GIVEN PASSAGE
As a side-note, the difficulty of data migration often makes us push developing a finalized data model as far back as possible in the development schedule. With EF, you can write and test a lot of code before the data model is finalized (we use code-first to generate a sample SQLExpress database in a unit tests, even though our production database is not maintained by code-first). That way, we make fewer incremental changes to the production data model once a new feature is released.

Why should I use Entity Framework codefirst if it can't be used in production safely and things like indexes can't be described

I'm just starting out an extremely large web project, and really trying to do everything right.
My tools using so far are
ASP.NET MVC 3
Entity Framework 4.3
Ninject 3
All is going well, but I'm finding a few things with Entity Framework CodeFirst a bit sketchy.
For example, I had to use http://codefirstmembership.codeplex.com/ to setup membership information as part of the code first setup. This feels a bit ropey to have to use something third party of this. Obviously I should be 1337 enough to "roll my own" but I don't want to bite off too much from the get go. Running aspnet_regsql feels horrible, and will get lost with each db update. Anyway, got it all working with the above library and it's not too bad. Scaffolding seems to have broken however.
Now beyond all this, it now seems that this stuff is going to become probamatic when I am running in the live environment. Any schema changes I'm going to want to make between the dev db and live db will have to be manually managed with scripts anyway, so at that point am I not losing the point of code first?

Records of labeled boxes
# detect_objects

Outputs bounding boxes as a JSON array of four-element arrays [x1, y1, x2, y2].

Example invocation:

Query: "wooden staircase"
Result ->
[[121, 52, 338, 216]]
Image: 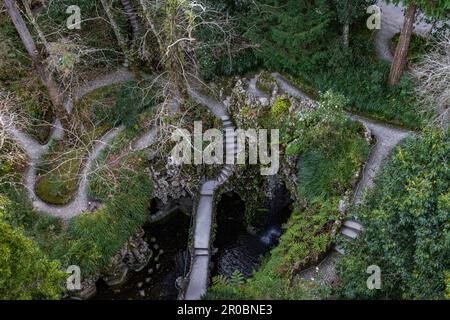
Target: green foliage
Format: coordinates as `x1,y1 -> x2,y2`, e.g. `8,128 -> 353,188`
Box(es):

...

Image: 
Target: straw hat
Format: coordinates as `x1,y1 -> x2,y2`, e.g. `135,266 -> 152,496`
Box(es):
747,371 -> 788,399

...

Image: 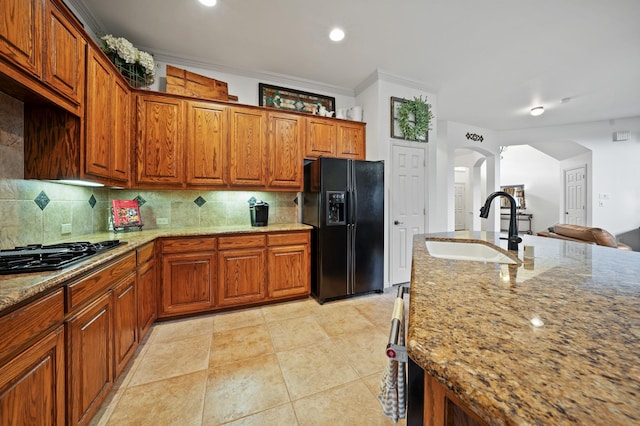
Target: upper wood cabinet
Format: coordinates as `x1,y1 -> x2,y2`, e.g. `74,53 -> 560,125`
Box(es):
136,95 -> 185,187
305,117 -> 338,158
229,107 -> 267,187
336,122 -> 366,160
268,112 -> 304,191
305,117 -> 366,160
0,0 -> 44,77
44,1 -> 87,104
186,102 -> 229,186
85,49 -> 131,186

STATED PROBLEM 1
In the Entity Framework code-first passage, what version of Entity Framework does the writer list among the tools used so far?
STATED PROBLEM 2
Condense the paragraph of the Entity Framework code-first passage that starts "For example, I had to use" into a shorter paragraph that keeps its main facts.
STATED PROBLEM 3
From the Entity Framework code-first passage, reproduce verbatim the part that opens with the words containing "My tools using" and closes with "have broken however.".

EXERCISE SOLUTION 1
Entity Framework 4.3.

EXERCISE SOLUTION 2
To set up membership information as part of the code-first setup, the writer had to use a third-party library (http://codefirstmembership.codeplex.com/), which feels a bit ropey. Rolling their own seemed like too much to take on at the start, and running aspnet_regsql feels horrible and would get lost with each db update. Everything works with the library and it's not too bad, but scaffolding seems to have broken.

EXERCISE SOLUTION 3
My tools using so far are
ASP.NET MVC 3
Entity Framework 4.3
Ninject 3
All is going well, but I'm finding a few things with Entity Framework CodeFirst a bit sketchy.
For example, I had to use http://codefirstmembership.codeplex.com/ to setup membership information as part of the code first setup. This feels a bit ropey to have to use something third party of this. Obviously I should be 1337 enough to "roll my own" but I don't want to bite off too much from the get go. Running aspnet_regsql feels horrible, and will get lost with each db update. Anyway, got it all working with the above library and it's not too bad. Scaffolding seems to have broken however.